*** PROVIDED ENTRIES ***
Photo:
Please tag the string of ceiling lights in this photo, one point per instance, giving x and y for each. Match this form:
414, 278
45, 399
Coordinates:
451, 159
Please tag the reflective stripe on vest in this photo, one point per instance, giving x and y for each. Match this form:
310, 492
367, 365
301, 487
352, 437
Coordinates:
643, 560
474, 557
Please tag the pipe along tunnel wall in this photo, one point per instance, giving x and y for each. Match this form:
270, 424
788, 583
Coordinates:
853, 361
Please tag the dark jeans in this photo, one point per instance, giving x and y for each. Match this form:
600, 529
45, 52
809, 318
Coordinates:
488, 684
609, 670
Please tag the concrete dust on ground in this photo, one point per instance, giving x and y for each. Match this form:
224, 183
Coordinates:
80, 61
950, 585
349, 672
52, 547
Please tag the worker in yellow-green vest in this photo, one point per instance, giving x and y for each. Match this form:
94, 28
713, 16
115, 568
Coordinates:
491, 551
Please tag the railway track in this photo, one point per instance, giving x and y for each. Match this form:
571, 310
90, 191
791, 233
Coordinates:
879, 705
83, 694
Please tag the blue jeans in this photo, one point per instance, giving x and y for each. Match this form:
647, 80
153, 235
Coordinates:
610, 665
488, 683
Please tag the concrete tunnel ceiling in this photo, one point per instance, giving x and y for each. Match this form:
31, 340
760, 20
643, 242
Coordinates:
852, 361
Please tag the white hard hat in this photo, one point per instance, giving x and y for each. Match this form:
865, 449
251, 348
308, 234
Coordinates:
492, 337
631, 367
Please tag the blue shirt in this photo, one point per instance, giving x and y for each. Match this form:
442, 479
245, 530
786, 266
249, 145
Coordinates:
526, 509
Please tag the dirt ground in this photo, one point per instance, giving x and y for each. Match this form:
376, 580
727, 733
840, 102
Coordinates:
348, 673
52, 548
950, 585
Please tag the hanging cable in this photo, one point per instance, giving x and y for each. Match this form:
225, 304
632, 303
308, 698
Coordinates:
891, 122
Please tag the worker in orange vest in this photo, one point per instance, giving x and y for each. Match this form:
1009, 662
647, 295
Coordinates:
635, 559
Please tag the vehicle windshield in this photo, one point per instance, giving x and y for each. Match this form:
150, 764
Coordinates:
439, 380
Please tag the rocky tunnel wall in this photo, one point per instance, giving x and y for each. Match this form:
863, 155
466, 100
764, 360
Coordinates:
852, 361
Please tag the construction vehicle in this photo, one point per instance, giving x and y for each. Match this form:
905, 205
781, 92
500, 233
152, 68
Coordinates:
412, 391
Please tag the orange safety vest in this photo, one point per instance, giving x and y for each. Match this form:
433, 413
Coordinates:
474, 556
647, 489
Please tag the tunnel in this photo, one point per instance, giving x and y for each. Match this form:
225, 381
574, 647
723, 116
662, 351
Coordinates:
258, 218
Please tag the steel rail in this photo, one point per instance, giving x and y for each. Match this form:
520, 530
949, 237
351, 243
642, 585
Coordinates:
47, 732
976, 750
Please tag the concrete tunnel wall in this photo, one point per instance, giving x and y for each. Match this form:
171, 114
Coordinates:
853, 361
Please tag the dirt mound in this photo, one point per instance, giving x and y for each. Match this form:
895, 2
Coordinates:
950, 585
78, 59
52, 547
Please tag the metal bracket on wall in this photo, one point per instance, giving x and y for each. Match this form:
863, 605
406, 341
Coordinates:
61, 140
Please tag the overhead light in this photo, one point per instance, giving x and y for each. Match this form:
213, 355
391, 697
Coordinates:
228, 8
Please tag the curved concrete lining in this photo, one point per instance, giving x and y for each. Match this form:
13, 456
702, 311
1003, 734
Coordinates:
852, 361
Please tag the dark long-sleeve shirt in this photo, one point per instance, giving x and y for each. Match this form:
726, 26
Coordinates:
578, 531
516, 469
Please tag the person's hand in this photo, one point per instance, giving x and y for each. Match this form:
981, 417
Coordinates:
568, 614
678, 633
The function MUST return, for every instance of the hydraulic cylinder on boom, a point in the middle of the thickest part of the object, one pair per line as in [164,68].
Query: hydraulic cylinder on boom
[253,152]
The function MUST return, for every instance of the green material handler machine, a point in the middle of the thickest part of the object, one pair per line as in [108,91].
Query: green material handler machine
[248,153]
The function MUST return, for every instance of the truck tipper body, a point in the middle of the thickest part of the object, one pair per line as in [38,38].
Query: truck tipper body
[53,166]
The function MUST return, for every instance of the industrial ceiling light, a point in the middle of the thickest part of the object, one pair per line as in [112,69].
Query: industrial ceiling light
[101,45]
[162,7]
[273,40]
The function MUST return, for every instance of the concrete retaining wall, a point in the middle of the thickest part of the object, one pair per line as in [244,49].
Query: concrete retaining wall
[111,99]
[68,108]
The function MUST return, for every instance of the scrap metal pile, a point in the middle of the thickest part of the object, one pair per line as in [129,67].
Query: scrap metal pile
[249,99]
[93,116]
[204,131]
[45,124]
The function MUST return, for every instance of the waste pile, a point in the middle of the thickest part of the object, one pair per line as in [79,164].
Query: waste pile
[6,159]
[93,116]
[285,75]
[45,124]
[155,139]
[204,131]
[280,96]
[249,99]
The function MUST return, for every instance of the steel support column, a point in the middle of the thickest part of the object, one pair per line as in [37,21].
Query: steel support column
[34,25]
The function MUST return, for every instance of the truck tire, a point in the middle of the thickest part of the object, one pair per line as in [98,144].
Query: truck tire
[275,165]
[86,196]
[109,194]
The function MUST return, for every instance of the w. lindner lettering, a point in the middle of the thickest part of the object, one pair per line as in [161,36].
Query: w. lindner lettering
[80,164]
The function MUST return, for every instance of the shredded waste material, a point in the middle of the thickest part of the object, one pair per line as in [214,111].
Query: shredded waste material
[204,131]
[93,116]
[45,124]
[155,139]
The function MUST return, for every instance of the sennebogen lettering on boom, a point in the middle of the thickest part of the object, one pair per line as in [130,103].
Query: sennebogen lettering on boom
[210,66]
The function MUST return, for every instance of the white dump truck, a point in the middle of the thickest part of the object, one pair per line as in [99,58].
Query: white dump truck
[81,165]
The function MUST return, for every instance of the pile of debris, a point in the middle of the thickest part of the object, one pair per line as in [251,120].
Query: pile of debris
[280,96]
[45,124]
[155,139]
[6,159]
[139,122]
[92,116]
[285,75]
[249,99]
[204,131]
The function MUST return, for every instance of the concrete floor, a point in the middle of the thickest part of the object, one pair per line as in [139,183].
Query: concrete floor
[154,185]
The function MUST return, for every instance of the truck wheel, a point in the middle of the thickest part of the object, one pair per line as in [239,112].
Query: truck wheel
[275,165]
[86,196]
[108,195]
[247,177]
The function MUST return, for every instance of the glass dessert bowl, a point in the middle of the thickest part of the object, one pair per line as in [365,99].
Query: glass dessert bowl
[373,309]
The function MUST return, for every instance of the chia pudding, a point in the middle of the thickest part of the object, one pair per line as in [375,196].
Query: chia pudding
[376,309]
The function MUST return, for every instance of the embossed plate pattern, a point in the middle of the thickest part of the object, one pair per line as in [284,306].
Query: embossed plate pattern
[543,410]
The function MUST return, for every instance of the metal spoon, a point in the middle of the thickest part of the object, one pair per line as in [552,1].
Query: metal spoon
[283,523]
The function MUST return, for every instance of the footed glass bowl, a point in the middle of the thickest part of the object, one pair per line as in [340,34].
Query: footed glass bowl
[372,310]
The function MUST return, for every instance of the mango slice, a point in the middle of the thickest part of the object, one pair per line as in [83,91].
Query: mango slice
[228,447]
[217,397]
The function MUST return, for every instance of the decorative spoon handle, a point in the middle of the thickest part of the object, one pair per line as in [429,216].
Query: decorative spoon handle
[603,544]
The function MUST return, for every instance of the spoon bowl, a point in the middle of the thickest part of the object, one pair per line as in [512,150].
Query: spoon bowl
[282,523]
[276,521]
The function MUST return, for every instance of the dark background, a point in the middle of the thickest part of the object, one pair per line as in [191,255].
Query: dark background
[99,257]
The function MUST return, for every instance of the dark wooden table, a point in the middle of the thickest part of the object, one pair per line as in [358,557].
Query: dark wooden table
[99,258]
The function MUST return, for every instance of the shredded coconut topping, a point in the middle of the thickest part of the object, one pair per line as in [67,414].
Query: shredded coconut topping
*** End of PROVIDED ENTRIES ***
Look through the data above and report every line in which "orange" appears.

__OUTPUT FOR THIS EXERCISE__
Please tag the worker in orange vest in this photo, one point per instance, giving x and y for each. Match this form:
Please tag the orange safety vest in this photo, one point per instance, giving x and y for each. Match this form:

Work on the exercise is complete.